_Your task_. Reproduce the records below in their entirety, character for character.

═══ Records to use ═══

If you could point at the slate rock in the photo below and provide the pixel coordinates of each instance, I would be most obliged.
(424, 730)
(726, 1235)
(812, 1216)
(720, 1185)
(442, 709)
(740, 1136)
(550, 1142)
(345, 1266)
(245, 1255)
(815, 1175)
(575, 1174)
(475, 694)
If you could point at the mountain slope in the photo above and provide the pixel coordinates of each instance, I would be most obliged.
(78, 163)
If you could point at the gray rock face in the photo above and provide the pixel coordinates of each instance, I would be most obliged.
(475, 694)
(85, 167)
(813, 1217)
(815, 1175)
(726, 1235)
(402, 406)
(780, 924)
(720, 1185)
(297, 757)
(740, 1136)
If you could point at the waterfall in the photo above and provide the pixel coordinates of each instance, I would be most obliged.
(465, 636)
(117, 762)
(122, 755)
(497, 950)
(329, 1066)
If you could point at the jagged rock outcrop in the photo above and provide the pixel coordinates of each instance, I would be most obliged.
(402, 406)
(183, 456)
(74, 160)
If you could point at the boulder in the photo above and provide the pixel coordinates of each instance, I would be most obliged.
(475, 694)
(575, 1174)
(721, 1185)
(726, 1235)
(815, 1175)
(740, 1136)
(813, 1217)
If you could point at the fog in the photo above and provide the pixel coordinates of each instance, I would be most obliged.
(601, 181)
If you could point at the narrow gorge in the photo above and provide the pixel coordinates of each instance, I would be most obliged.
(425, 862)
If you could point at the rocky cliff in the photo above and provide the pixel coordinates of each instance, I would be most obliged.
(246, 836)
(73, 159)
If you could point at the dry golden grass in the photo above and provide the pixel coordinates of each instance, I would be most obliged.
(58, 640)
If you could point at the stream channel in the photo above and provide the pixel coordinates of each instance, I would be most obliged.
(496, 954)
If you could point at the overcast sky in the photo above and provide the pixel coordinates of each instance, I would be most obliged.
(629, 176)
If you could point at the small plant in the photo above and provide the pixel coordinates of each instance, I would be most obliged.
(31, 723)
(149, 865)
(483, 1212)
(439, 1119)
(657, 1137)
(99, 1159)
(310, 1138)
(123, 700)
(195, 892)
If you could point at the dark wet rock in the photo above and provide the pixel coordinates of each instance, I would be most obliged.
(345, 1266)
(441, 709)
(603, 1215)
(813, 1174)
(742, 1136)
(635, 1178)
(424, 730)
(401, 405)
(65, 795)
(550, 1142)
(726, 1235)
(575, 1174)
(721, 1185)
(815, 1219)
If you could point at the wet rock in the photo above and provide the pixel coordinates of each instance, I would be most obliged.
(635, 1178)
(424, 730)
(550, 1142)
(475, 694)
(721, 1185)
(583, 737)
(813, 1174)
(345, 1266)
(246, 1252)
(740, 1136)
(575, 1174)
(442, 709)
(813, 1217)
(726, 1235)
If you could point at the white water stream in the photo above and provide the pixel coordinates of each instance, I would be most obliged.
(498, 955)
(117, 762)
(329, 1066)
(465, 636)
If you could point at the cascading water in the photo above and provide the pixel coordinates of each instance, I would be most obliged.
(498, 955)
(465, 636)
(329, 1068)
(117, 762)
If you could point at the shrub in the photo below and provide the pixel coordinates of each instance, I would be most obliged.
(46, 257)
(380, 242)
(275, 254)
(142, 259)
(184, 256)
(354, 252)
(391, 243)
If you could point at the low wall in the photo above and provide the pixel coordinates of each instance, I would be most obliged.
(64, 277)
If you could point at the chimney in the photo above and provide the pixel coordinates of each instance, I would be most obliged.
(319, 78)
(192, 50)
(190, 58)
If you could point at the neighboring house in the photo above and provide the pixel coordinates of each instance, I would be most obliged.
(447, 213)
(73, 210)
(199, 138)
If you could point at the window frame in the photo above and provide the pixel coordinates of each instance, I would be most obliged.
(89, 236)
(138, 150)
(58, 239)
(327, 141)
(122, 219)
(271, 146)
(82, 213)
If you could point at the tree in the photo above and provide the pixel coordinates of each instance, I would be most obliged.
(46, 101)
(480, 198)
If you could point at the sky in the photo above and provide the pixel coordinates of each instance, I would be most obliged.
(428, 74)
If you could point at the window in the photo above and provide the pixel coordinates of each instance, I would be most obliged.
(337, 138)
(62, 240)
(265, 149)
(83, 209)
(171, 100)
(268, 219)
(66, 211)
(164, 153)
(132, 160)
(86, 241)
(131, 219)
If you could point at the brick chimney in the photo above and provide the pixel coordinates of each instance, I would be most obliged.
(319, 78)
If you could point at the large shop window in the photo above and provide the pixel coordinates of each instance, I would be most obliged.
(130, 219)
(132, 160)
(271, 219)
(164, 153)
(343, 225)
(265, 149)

═══

_Written solution_.
If you could point at the slate rock in the photo below and provide the pixel coordinates of each instance, I would be most obliged.
(424, 730)
(726, 1235)
(812, 1216)
(720, 1185)
(442, 709)
(740, 1136)
(550, 1142)
(345, 1266)
(245, 1255)
(815, 1175)
(575, 1174)
(475, 694)
If you could point at the mountain slope in the photo above and provide the pixel coordinates of each instance, I would be most obliged.
(78, 163)
If you could point at the gray rock face in the photo above and provide the pixel coordinates of each instance, I would be most obliged.
(475, 694)
(85, 167)
(813, 1217)
(815, 1175)
(726, 1235)
(402, 406)
(780, 924)
(720, 1185)
(297, 757)
(740, 1136)
If you could point at the waterfall in the photo above and provide the pixel coordinates of each instance, I would be most obliged.
(465, 636)
(117, 762)
(122, 755)
(497, 950)
(329, 1066)
If you could point at the jagged rock outcrop in the photo above and provide the pixel coordinates of each instance, I would be most obliged.
(402, 406)
(183, 456)
(74, 160)
If you could point at the boulder in the photo above and provide the pixel coordinates of each instance, I would be most obliged.
(475, 694)
(575, 1174)
(721, 1185)
(726, 1235)
(815, 1175)
(740, 1136)
(813, 1217)
If you could point at the fog in the photo above and provide the pixel coordinates of each instance, I would be most obliged.
(601, 181)
If you could point at the narrow gorge in the photo above and provide the pixel coordinates of each instance, I would be most obliged.
(425, 862)
If you could point at the rocky cliff in the photo above and provide the pixel coordinates of each instance, I would be most obliged.
(246, 836)
(73, 159)
If you could point at the dry golden grass in the photo above and provide the pixel coordinates of each instance, I would be most obliged.
(58, 640)
If you could point at the stream channel in the photo above and provide the pixel coordinates of each instance, I would be most obliged.
(496, 954)
If you could point at the overcast sky in the photo above and provide the pixel coordinates of each instance, I would be most obliged.
(629, 176)
If you could point at the small plant in the photo above and provide the pixel coordinates of each instance, I would be most obliged.
(31, 723)
(149, 865)
(483, 1212)
(439, 1119)
(657, 1137)
(99, 1159)
(310, 1138)
(123, 700)
(195, 892)
If you could point at the dark wet rock in the photo above and provide the pixel coordinates of each instance, I would be most obliged.
(345, 1266)
(441, 709)
(603, 1215)
(813, 1174)
(742, 1136)
(635, 1178)
(424, 730)
(401, 405)
(65, 795)
(550, 1142)
(726, 1235)
(575, 1174)
(721, 1185)
(815, 1219)
If you could point at the wet rock in the photo above and provide the pixel coordinates of each instance, I would be most obliged.
(635, 1178)
(424, 730)
(550, 1142)
(475, 694)
(721, 1185)
(583, 737)
(813, 1174)
(345, 1266)
(246, 1252)
(740, 1136)
(575, 1174)
(442, 709)
(813, 1217)
(726, 1235)
If you could point at the white water stream in the photo above and provide the pixel coordinates of each instance, I would be most obliged.
(498, 955)
(117, 762)
(329, 1066)
(465, 636)
If you could point at the cascading water in the photo above and provide the pixel coordinates of each instance, I would be most obliged.
(498, 955)
(465, 636)
(329, 1068)
(117, 762)
If you could point at the shrub in the photo below and provide the pixel coordinates of each instance, I would be most obliged.
(46, 257)
(380, 242)
(275, 254)
(142, 259)
(184, 256)
(354, 252)
(391, 243)
If you could point at the low wall in the photo above and provide the pixel coordinates of each instance, I would be most obliged.
(64, 277)
If you could point at the chimney in the photo above and provide the pixel coordinates of each instance, I would be most obliged.
(319, 78)
(192, 50)
(190, 58)
If you could point at the neighboring house in the photo above and provide the pixel coordinates of each instance, I would be most obliged.
(447, 213)
(73, 210)
(199, 138)
If you could point at the window frame in the photo above and provide the pixel coordinates of each instance, I would be most obliged.
(89, 236)
(138, 150)
(58, 239)
(327, 141)
(122, 219)
(271, 146)
(82, 213)
If you could point at the tree in the photo above and provide the pixel coordinates of each instance, I would be most obliged.
(46, 101)
(480, 198)
If you could point at the sky in the photo above and provide the pixel coordinates of each instance, I would be most obliged.
(428, 74)
If you could point at the window in the photo above and provide the pixel coordinates of each instance, I would be most obliged.
(337, 138)
(62, 240)
(265, 149)
(83, 209)
(171, 100)
(268, 219)
(66, 211)
(164, 153)
(132, 160)
(86, 241)
(131, 219)
If you could point at the brick chimney in the photo above and provide the pixel coordinates of each instance, I would be most obliged.
(319, 78)
If you could point at the large shop window in the photo above and provide the pixel coordinates of each instance, I would be most obliged.
(130, 219)
(132, 160)
(271, 219)
(164, 153)
(343, 225)
(265, 149)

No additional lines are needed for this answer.